- [Required work]:
1. From the article on building in flood zones below, return the passage that opens with the words containing "Residents Stuff spoke to say" and closes with "it keep happening?", copied word for word.
2. In the article on building in flood zones below, what one-word answer does Climate change minister James Shaw give when asked whether development should still go ahead in flood zones?

- [Document segment]:
An open stormwater system in this Takanini housing development includes shallow grass swales that take the place of pipes. The metal grate covers a recharge pit designed to hold water. (Photo: Kate Newton/Stuff)

Residents Stuff spoke to say they were unaffected by the recent rainfall, with the system working precisely as it was meant to.

But despite the apparent success of that strategy, Roa believes it was the exception, not the rule.

“Every other time, you really want to work with your natural topography and natural features as much as possible. As a first port of call, those [flood risk] areas should be avoided at all costs.”

Stopping the development deluge

Climate change minister James Shaw has a one-word answer when asked if development should still be going ahead in flood zones: “No.”

So if everyone – from stormwater engineers to climate change researchers to politicians to community advocates – is so unequivocal, why does it keep happening?

“There’s probably a number of reasons, one of which is that there’s no national direction to councils not to authorise construction on flood plains,” Shaw says. “And because there’s a housing crisis, councils are feeling the pressure to expand housing stock, and I think some of them will have just been making those trade-offs.”

- [Material provided]:
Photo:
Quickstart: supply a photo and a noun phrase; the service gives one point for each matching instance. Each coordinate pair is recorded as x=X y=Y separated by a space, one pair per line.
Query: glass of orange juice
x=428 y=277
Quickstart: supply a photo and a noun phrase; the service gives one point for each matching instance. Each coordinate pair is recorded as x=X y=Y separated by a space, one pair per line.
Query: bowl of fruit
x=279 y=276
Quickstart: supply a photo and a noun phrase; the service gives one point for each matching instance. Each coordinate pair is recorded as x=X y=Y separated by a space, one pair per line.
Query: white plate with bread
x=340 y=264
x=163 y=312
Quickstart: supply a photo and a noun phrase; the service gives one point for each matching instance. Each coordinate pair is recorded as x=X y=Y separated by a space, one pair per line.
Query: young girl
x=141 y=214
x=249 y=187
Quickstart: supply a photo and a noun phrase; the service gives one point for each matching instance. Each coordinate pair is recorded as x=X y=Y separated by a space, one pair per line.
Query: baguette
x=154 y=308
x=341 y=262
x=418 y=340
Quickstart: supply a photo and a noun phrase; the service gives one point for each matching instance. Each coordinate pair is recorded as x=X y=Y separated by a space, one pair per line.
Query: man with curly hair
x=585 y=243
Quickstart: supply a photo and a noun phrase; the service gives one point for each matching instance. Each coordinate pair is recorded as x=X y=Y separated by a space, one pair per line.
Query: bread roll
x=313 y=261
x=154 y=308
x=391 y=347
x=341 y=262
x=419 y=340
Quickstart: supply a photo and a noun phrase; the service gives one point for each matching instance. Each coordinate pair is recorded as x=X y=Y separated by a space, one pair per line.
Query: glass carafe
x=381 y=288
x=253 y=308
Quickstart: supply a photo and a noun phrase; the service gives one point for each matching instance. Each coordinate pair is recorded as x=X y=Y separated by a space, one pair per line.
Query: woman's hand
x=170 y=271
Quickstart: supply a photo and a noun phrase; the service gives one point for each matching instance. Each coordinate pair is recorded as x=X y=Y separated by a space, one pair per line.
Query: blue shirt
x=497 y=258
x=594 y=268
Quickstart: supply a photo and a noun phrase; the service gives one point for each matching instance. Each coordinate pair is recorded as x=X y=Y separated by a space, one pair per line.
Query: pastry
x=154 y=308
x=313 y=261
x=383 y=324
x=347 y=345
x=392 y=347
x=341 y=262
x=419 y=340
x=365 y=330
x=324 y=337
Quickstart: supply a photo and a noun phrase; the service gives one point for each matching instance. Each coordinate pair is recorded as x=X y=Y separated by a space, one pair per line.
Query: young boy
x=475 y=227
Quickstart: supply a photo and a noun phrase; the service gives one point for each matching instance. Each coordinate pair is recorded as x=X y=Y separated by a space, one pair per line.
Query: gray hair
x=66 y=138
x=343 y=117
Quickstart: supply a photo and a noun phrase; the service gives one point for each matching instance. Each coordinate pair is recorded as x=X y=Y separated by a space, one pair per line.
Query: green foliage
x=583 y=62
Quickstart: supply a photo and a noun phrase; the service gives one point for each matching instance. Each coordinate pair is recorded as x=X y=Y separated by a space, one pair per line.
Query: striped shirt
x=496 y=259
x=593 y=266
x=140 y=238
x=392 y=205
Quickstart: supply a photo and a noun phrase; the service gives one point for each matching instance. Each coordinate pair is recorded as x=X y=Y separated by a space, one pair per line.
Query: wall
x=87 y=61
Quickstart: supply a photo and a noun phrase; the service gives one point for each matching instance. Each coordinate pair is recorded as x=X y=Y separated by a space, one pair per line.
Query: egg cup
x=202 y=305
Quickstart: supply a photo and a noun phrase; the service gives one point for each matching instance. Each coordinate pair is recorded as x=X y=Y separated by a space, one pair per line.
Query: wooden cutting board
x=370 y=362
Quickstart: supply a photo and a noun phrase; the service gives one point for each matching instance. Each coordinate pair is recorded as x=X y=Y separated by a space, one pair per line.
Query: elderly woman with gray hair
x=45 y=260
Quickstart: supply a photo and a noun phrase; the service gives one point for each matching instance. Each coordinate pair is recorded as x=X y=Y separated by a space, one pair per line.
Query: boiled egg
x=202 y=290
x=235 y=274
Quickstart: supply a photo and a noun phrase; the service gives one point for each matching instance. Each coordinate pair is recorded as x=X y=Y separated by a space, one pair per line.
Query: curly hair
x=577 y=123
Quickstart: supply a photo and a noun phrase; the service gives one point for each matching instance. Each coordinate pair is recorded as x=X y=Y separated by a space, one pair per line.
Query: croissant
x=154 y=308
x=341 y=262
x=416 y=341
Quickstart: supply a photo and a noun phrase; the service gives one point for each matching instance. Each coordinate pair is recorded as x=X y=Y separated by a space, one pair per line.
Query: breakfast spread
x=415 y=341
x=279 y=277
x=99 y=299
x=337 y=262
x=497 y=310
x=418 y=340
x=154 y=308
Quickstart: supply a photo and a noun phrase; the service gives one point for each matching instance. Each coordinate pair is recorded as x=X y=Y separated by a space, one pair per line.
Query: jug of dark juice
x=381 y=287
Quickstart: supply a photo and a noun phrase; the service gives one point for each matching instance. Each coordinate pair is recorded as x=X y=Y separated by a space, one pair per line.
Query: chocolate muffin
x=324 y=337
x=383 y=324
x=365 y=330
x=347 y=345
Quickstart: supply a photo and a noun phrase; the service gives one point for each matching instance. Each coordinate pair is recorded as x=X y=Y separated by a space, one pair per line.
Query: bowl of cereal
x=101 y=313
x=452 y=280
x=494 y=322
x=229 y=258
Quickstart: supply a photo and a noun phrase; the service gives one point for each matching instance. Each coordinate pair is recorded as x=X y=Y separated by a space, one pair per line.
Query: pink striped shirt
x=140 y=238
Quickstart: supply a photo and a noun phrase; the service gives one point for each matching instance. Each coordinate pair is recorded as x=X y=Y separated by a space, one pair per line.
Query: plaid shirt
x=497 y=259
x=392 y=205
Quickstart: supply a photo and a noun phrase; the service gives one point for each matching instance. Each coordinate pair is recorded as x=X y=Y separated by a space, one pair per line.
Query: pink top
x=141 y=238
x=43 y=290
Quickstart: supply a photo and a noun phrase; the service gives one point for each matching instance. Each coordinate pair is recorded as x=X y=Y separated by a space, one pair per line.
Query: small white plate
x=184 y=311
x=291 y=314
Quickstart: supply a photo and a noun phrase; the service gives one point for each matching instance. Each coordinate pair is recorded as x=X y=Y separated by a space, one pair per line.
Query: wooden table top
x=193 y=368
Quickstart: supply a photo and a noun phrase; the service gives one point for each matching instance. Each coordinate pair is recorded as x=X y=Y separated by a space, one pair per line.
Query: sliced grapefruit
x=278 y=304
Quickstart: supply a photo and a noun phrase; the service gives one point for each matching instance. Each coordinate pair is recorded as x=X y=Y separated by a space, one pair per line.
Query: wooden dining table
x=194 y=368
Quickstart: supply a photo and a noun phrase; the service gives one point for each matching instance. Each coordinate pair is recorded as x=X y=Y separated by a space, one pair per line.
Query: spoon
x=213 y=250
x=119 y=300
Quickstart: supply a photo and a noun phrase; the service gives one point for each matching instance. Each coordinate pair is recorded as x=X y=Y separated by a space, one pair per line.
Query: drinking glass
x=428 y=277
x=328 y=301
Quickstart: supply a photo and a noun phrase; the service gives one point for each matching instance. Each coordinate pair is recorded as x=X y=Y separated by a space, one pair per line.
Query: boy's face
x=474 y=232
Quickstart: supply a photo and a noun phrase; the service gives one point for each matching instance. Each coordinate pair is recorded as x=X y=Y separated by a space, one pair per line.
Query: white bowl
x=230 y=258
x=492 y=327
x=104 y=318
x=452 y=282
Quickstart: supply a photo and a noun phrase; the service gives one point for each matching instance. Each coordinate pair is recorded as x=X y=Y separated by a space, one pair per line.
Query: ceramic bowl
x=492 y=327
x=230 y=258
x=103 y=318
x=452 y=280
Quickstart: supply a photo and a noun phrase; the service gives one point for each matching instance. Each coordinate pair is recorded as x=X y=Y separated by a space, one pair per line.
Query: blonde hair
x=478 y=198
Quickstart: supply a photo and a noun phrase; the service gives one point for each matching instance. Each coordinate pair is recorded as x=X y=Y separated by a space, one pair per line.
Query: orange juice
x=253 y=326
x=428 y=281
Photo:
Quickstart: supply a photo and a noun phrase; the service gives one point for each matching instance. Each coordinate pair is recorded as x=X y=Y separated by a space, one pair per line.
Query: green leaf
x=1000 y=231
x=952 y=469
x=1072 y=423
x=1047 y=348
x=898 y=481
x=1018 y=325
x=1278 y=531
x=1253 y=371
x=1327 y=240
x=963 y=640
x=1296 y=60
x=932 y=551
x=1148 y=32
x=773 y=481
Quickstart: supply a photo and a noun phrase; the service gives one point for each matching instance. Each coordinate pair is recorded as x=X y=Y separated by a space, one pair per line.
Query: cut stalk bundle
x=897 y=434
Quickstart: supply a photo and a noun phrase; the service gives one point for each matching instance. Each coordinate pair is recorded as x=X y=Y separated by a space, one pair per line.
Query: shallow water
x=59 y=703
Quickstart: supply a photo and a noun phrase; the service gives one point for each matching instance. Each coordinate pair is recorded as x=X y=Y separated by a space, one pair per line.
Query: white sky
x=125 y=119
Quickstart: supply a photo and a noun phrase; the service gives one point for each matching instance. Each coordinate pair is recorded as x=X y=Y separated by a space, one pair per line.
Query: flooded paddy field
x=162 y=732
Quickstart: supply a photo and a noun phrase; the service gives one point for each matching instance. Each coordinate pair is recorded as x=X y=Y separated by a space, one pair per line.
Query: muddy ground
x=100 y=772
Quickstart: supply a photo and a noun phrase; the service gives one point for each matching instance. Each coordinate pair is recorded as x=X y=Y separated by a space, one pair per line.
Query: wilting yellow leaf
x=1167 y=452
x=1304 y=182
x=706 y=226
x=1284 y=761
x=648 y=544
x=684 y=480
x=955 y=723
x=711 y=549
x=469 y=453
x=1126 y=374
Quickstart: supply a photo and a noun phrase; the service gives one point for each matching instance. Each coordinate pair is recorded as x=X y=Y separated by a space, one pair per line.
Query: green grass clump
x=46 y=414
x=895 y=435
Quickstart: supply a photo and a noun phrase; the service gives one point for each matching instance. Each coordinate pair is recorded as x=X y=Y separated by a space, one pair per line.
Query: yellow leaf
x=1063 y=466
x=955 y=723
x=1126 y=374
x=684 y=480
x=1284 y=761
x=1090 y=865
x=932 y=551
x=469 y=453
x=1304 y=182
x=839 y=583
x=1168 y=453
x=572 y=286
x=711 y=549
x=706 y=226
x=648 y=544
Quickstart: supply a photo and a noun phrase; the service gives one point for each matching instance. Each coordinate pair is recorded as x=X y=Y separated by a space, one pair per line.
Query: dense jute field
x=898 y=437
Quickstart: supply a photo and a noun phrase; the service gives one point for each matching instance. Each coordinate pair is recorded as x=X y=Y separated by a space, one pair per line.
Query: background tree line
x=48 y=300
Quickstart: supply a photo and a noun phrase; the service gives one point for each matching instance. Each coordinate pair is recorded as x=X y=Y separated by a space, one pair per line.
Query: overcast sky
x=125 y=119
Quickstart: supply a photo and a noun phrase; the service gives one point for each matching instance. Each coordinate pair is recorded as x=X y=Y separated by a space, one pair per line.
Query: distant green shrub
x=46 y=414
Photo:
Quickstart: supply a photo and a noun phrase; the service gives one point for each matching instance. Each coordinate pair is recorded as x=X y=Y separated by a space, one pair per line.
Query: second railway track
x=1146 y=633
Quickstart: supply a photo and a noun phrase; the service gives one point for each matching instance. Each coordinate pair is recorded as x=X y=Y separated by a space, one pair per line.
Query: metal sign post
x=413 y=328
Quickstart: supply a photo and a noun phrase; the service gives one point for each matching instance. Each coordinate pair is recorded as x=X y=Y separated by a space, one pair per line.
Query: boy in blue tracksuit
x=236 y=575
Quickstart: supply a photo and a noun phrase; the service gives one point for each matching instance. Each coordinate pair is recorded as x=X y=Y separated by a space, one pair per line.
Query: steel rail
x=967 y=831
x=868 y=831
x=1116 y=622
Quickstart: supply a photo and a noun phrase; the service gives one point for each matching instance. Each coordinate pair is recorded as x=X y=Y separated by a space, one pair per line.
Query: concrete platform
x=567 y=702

- [Outputs]:
1.
Residents Stuff spoke to say they were unaffected by the recent rainfall, with the system working precisely as it was meant to.

But despite the apparent success of that strategy, Roa believes it was the exception, not the rule.

“Every other time, you really want to work with your natural topography and natural features as much as possible. As a first port of call, those [flood risk] areas should be avoided at all costs.”

Stopping the development deluge

Climate change minister James Shaw has a one-word answer when asked if development should still be going ahead in flood zones: “No.”

So if everyone – from stormwater engineers to climate change researchers to politicians to community advocates – is so unequivocal, why does it keep happening?

2. "No."